Passage given:
↓↓↓

According to the same report, the share of national income held
by the bottom 20 percent fell to only 3.5 percent. In other words,
approximately 26 million households combined to earn only 3.5 percent
of the total income earned by people in the US.
While income has sunk for the poor, the middle strata have seen
their wages stagnate over the same period. Meanwhile healthcare
costs, housing, education, gas and oil, and food have soared.
This growing disparity is of special concern as the jobs picture
has looked bleak in the last three years. In the first two years
of the Bush presidency, 2.6 million jobs were lost, nearly doubling
the unemployment rate. While the Bush administration points to recent
jobs creation to build a case for its reelection bid, over 1.5 million
jobs remain unaccounted for.
The jobs that have been created, says economist Art Perlo, may
not even cover the number of people who entered the work force for
the first time in the same period. This is certainly the case in
recent months with only 112,000 jobs in June and 32,000 new jobs
in July. At least 140,000 new jobs need to be added "each month
just to absorb new workers," Perlo says.

↑↑↑

Instructions:
(A) According to the passage on income and jobs, how many jobs were lost in the first two years of the Bush presidency?
(B) Copy word for word the part of the passage on income and jobs that starts at the words "According to the" and stops after "people in the US.".

Material supplied:

↓↓↓

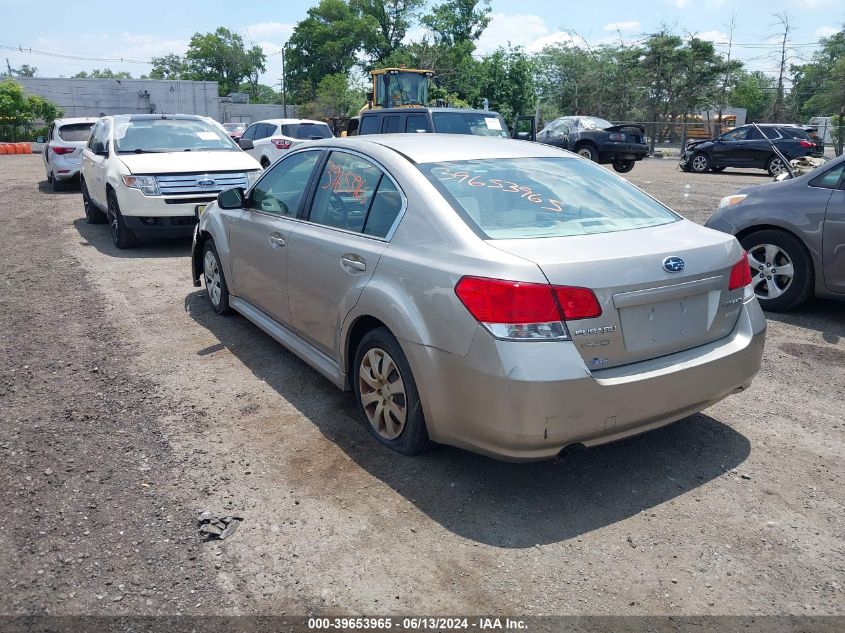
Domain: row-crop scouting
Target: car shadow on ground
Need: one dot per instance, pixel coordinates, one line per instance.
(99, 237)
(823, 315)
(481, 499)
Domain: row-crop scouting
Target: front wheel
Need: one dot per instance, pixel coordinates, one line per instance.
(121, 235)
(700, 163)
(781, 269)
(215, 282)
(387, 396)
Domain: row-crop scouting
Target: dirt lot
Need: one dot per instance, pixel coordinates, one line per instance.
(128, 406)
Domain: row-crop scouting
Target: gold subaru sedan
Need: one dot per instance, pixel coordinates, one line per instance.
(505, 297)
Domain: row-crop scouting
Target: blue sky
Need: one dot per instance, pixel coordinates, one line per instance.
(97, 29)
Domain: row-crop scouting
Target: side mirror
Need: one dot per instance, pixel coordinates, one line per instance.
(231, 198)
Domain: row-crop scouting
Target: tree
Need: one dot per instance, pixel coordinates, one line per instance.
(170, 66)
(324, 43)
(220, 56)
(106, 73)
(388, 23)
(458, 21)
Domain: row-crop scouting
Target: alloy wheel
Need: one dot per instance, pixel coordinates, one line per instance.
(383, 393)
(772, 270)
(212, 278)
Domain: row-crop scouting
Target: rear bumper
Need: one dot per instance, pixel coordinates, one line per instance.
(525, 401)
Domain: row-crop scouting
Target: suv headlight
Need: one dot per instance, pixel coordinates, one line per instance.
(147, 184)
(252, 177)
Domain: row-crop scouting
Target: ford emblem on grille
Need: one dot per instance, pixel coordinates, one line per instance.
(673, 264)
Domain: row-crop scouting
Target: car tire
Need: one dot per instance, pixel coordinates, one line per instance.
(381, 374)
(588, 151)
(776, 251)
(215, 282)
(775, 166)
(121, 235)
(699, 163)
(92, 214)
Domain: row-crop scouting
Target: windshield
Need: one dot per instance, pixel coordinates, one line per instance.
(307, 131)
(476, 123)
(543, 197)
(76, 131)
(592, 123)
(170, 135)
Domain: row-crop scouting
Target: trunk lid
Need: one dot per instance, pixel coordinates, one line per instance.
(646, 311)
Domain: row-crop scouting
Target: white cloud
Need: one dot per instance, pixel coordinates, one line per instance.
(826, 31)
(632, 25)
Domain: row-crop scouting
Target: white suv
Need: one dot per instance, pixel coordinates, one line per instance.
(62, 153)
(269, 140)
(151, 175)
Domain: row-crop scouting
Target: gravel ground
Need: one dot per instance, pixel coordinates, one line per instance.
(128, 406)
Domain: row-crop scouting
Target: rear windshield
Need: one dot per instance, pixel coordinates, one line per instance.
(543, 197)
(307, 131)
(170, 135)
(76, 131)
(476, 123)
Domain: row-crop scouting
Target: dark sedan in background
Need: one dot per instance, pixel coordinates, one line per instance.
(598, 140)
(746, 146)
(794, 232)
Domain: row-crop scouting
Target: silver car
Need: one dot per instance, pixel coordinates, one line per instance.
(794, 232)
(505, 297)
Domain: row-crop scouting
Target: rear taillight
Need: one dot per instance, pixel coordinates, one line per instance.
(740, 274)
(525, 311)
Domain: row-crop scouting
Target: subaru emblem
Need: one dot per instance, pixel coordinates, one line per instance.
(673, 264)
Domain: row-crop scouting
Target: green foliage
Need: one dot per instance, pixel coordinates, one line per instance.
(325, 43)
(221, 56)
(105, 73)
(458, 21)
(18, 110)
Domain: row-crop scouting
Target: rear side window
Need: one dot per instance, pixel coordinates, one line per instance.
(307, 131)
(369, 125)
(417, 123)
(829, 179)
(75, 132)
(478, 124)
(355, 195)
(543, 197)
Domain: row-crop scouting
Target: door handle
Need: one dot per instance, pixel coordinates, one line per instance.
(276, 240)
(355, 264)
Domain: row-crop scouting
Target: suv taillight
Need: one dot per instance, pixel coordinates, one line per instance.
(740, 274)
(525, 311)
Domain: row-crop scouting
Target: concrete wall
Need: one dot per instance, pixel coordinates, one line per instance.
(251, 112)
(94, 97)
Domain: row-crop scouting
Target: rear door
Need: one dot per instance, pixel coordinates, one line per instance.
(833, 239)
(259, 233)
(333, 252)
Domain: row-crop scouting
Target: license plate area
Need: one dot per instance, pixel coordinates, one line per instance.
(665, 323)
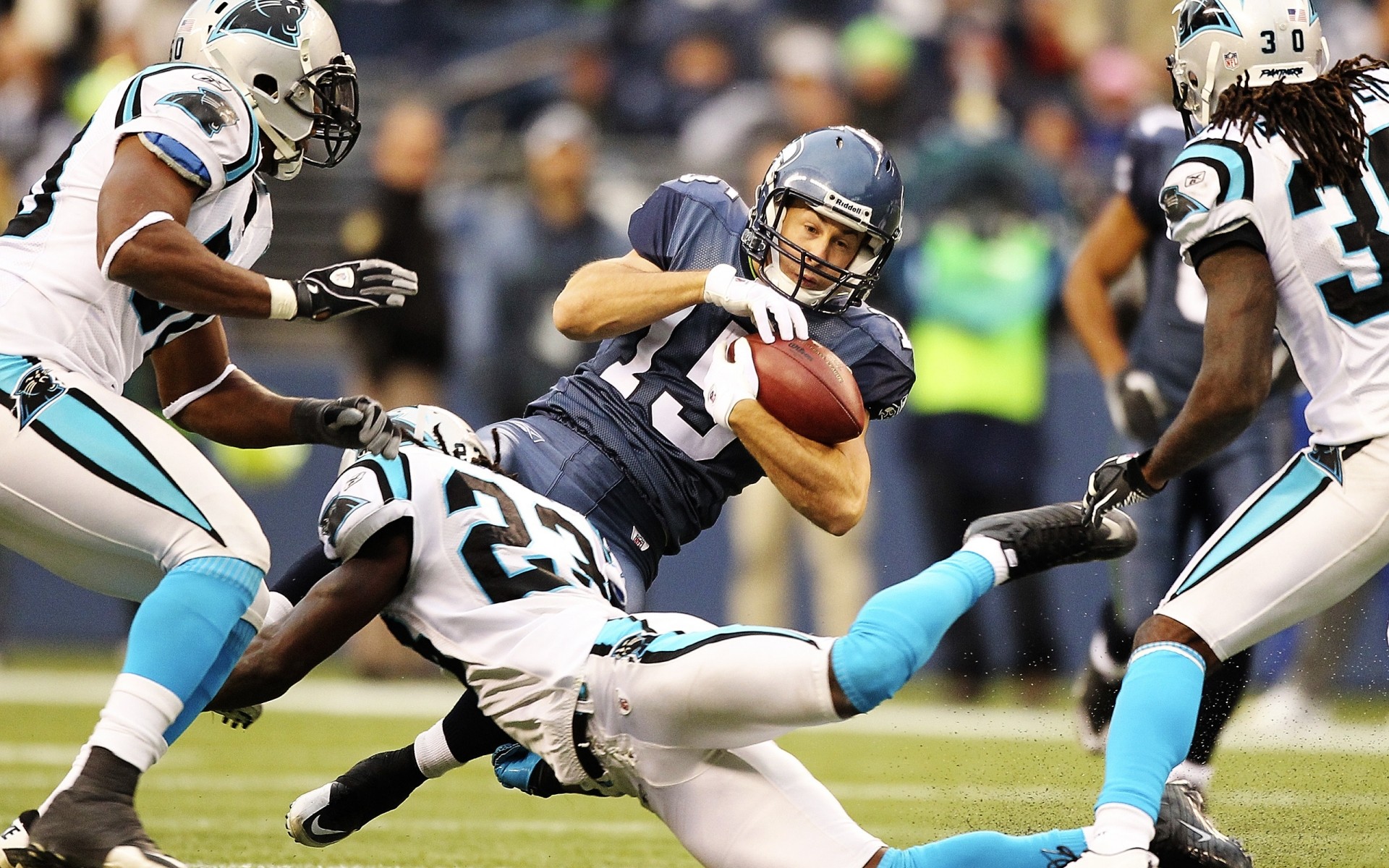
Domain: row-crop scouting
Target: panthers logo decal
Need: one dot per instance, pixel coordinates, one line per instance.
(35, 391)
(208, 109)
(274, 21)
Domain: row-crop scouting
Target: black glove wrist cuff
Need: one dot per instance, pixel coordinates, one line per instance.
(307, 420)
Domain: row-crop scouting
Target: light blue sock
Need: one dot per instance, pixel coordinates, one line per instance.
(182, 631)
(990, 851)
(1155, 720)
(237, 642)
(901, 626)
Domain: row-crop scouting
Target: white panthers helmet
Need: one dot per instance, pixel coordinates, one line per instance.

↑↑↑

Per-task outputs:
(A) 2.6 million jobs were lost.

(B)
According to the same report, the share of national income held
by the bottom 20 percent fell to only 3.5 percent. In other words,
approximately 26 million households combined to earn only 3.5 percent
of the total income earned by people in the US.